▶ Your task:
Reproduce the listing below word for word, keeping every line in its original order.

▶ Stored entries:
════

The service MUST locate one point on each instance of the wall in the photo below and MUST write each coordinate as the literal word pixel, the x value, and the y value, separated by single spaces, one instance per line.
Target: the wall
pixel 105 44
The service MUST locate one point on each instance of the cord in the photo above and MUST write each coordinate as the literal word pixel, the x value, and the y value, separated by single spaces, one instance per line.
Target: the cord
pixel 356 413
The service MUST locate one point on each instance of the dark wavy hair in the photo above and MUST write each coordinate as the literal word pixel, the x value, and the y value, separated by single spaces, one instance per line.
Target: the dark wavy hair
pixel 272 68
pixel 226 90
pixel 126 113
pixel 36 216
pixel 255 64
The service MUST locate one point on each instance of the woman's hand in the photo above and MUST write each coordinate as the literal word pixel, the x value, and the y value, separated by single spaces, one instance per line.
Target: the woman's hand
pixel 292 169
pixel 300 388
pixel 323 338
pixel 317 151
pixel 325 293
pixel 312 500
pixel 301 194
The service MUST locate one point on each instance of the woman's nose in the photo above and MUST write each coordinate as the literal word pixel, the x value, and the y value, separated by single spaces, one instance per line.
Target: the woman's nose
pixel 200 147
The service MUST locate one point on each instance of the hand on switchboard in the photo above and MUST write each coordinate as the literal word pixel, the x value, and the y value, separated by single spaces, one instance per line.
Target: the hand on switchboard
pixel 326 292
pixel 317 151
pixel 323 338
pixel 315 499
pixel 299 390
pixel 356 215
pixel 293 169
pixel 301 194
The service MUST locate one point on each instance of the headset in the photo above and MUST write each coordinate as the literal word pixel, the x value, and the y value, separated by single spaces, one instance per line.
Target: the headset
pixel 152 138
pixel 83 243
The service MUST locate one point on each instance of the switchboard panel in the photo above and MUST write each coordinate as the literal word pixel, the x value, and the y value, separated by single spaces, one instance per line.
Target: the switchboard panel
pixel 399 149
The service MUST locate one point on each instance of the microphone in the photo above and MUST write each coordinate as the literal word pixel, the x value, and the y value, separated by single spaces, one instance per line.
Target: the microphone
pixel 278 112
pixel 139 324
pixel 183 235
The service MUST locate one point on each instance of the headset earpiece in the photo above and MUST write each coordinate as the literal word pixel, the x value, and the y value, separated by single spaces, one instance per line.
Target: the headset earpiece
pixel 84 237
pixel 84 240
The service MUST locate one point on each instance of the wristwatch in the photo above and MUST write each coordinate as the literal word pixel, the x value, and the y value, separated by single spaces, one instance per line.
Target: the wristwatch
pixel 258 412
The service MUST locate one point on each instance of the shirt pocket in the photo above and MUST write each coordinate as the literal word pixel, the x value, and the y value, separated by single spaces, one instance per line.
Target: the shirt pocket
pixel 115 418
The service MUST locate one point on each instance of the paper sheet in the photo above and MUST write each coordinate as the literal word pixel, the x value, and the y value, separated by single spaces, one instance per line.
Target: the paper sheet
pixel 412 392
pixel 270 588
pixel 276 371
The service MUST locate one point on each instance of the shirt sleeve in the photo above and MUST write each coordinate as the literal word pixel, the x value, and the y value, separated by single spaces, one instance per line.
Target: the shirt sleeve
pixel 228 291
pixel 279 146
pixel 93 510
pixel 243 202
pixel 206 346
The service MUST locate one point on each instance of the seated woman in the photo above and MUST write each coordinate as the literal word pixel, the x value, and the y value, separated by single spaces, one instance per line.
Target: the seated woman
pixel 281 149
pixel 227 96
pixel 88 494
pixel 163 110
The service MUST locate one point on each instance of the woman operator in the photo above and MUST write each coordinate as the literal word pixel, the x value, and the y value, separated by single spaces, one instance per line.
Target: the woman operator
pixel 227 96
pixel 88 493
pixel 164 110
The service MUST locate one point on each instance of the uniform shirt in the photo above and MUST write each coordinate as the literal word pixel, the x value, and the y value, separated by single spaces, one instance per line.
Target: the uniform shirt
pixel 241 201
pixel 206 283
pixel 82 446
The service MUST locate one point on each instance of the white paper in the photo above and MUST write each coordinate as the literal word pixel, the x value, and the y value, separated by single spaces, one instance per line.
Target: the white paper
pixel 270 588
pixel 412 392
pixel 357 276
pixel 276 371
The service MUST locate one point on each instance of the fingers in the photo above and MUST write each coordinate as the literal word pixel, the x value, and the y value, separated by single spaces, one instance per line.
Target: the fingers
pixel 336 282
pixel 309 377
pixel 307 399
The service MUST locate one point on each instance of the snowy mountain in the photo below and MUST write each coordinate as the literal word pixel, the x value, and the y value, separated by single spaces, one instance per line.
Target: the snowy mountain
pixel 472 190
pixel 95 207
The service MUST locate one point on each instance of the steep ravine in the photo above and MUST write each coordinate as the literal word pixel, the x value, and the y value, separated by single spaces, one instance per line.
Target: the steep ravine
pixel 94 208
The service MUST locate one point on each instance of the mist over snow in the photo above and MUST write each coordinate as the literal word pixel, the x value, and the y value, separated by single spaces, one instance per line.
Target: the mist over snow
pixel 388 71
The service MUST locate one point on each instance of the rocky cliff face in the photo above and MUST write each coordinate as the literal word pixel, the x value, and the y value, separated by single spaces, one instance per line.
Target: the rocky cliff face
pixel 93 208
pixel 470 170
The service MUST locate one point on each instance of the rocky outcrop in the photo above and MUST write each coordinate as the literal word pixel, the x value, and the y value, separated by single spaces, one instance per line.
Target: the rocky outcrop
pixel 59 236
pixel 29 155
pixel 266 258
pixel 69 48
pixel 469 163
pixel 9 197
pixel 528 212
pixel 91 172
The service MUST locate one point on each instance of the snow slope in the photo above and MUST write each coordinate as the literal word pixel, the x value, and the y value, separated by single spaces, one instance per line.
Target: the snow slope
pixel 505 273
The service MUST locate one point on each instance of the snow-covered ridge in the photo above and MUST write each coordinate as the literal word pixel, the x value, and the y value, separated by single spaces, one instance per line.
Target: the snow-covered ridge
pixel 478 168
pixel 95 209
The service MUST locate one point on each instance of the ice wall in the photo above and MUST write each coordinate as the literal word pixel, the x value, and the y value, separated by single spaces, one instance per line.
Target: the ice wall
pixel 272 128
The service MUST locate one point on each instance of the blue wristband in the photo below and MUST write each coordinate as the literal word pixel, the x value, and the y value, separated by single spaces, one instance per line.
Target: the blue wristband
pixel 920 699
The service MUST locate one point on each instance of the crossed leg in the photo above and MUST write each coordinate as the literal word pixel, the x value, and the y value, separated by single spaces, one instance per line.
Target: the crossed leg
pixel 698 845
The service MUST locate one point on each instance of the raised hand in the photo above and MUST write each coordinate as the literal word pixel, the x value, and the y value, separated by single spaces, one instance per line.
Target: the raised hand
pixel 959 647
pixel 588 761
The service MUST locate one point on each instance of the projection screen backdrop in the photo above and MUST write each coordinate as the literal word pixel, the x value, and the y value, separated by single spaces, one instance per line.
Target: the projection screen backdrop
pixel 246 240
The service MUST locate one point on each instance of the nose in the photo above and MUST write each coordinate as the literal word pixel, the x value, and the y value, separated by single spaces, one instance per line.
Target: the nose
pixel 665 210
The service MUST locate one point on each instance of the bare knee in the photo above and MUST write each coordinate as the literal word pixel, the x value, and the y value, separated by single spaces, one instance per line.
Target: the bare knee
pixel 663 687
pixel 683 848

════

▶ Answer to this problem:
The service MUST locate one point on each instance of the wall in the photo below and MUST write each coordinate as the literal word pixel, the x value, and the y value, separated by single spaces, one instance per line.
Target: the wall
pixel 105 44
The service MUST locate one point on each instance of the cord in the photo above and MUST write each coordinate as the literal word pixel, the x value, and the y value, separated by single spaces, one instance per line.
Target: the cord
pixel 356 413
The service MUST locate one point on each instance of the dark wavy hair in the photo above and MUST write each coordinate as the literal word pixel, the x value, and the y value, separated by single spaces, one instance per line.
Target: the dark wavy hair
pixel 272 68
pixel 226 90
pixel 126 113
pixel 36 216
pixel 255 64
The service MUST locate one point on each instance of the woman's hand in the photo above and MUST write each coordinate as the literal word pixel, the x value, and the y value, separated by single spaces, one instance per line.
Target: the woman's hand
pixel 292 169
pixel 300 388
pixel 323 338
pixel 317 151
pixel 325 293
pixel 312 500
pixel 301 194
The service MUST locate one point on each instance of the woman's nose in the photo above and MUST write each coordinate as the literal word pixel, the x value, and the y value, separated by single spaces, one instance per line.
Target: the woman's nose
pixel 200 147
The service MUST locate one point on each instance of the hand on switchboard in the photo above and MUST write each coordinate as the literal word pixel, the x value, and the y value, separated by single spaces, one instance per line.
Target: the hand on switchboard
pixel 326 292
pixel 317 151
pixel 323 338
pixel 315 499
pixel 299 390
pixel 356 215
pixel 293 169
pixel 301 194
The service MUST locate one point on each instance of the headset in the photo above and MUST write each coordinate as the literal word pixel, the x value, and the y value, separated by single spaces, one instance per line.
Target: the headset
pixel 152 138
pixel 83 243
The service MUST locate one point on each instance of the switchboard panel in the photo above and MUST write each coordinate as the literal word pixel, the x value, and the y value, separated by single spaces, one instance per line.
Target: the switchboard panel
pixel 399 149
The service MUST locate one point on each instance of the microphone in the photo above and MUST write each coordinate as the literal word pixel, the x value, and the y value, separated by single spaces, one instance per line.
Target: the microphone
pixel 278 112
pixel 139 324
pixel 183 235
The service MUST locate one point on each instance of the headset earpiece in the photo above and MUST write each coordinate as the literal word pixel, the x value, and the y value, separated by single spaces, one instance per line.
Target: the headset earpiece
pixel 84 237
pixel 84 240
The service MUST locate one point on each instance of the wristwatch in the photo above and MUST write each coordinate as the literal word pixel, the x value, and the y value, separated by single spaces, one instance per line.
Target: the wristwatch
pixel 258 412
The service MUST locate one point on each instance of the shirt pocket in the photo above and MUST write each coordinate as the literal word pixel, the x value, and the y value, separated by single spaces, one instance per line.
Target: the shirt pocket
pixel 115 418
The service MUST locate one point on each instance of the paper sheet in the photo above and MUST write each coordinate as the literal word pixel, the x value, and the y value, separated by single spaces, one instance per line.
Target: the paper sheet
pixel 412 392
pixel 270 588
pixel 276 371
The service MUST locate one point on each instance of the shirt sleeve in the photo above and MUST write each coordinate as the literal word pixel, the x value, and the y value, separated by single spaces, one instance per line.
Target: the shirt sleeve
pixel 228 291
pixel 279 146
pixel 93 510
pixel 243 202
pixel 206 346
The service MUST locate one point on each instance of the seated woman in the photo above and MUST write each coordinate as the literal word pixel, the x value, and the y value, separated by single spaces, one instance per line.
Target: the seated woman
pixel 281 149
pixel 227 96
pixel 88 494
pixel 163 110
The service MUST locate one point on each instance of the woman operator in the photo above and MUST write each coordinate as the literal word pixel, the x value, and the y value, separated by single spaces, one instance per line.
Target: the woman operator
pixel 227 96
pixel 88 493
pixel 164 110
The service MUST locate one point on each instance of the uniform shirt in the photo above and MUST write each coordinate as the literal word pixel, the x value, and the y value, separated by single spaces, one instance per line.
Target: the uniform shirt
pixel 241 201
pixel 206 283
pixel 82 446
The service MUST locate one point on each instance of the white paper in the photo above and MUST write each coordinate as the literal word pixel, the x value, and the y value, separated by single spaces, one instance per line.
Target: the white paper
pixel 270 588
pixel 412 392
pixel 357 276
pixel 276 371
The service MUST locate one point on each instance of the fingers in the photo above and MUST write each coordinate as the literal word pixel, the x value, and the y value, separated by single spaces, one instance per line.
Target: the fingers
pixel 336 282
pixel 309 377
pixel 307 399
The service MUST locate one point on each instance of the snowy mountain in the photo below and MUST write each coordinate as the literal word pixel, the x value, and the y value, separated by single spaces, one instance per line.
Target: the snowy mountain
pixel 472 190
pixel 95 207
The service MUST locate one point on each instance of the steep ravine in the photo above and MUST write each coordinate as the literal word pixel, the x value, and the y value, separated by single spaces, one instance per line.
Target: the steep ravine
pixel 94 208
The service MUST locate one point on each instance of the mist over snow in the photo above and MUST write each coordinate as the literal word pixel, the x value, and the y value, separated by single spaces, one instance per line.
Target: the mist over snow
pixel 388 71
The service MUST locate one point on each instance of the rocky cliff face in the photo above and MUST write each coordinate as the literal word pixel, the x value, and the y value, separated by single spaces, one instance per line.
Target: the rocky cliff face
pixel 93 208
pixel 470 170
The service MUST locate one point on each instance of the rocky outcrop in the photo above and MUST write each coordinate as the literal word pixel, the x value, and the y value, separated by single spaces, one instance per line.
Target: the rocky outcrop
pixel 59 236
pixel 29 155
pixel 266 258
pixel 69 48
pixel 469 163
pixel 9 197
pixel 528 212
pixel 91 172
The service MUST locate one point on each instance of the snow slope in the photo above and MUST write each coordinate as the literal word pixel, the x value, and the y value, separated by single spaces, one instance per line.
Target: the snow slope
pixel 505 273
The service MUST locate one point on each instance of the snow-covered ridge in the photo above and MUST write each coordinate as the literal word pixel, the x value, and the y value, separated by single spaces, one instance per line.
Target: the snow-covered ridge
pixel 478 168
pixel 95 209
The service MUST locate one point on each instance of the ice wall in the photo above and MUST write each coordinate as the literal word pixel, the x value, and the y value, separated by single spaces, one instance per line.
Target: the ice wall
pixel 272 128
The service MUST locate one point on each instance of the blue wristband in the photo below and MUST write each coordinate as the literal word pixel, the x value, and the y value, separated by single spaces, one instance per line.
Target: the blue wristband
pixel 920 699
The service MUST locate one point on each instance of the crossed leg in the photo above and MUST write each coordinate as the literal word pixel, the x value, and the y value, separated by single spaces, one instance per line.
Target: the crossed leg
pixel 698 845
The service MUST locate one point on each instance of the raised hand in the photo above and MUST write each coordinate as the literal word pixel, the x value, and the y value, separated by single spaces, one instance per line.
Target: the raised hand
pixel 959 647
pixel 588 761
The service MUST locate one point on each instance of the projection screen backdrop in the photo above and MUST write each coordinate as the literal word pixel, the x value, and the y value, separated by single spaces, one instance per line.
Target: the projection screen backdrop
pixel 246 240
The service MUST locate one point on each instance of the nose in the photo above and MUST write each coordinate as the literal word pixel, the x value, and the y value, separated by single spaces, one instance per line.
Target: the nose
pixel 665 210
The service MUST locate one point on each instance of the bare knee in the photo above and MUST write each coordinate as the literal word pixel, the x value, and the y value, separated by single spaces, one instance per line.
Target: the bare knee
pixel 663 687
pixel 683 848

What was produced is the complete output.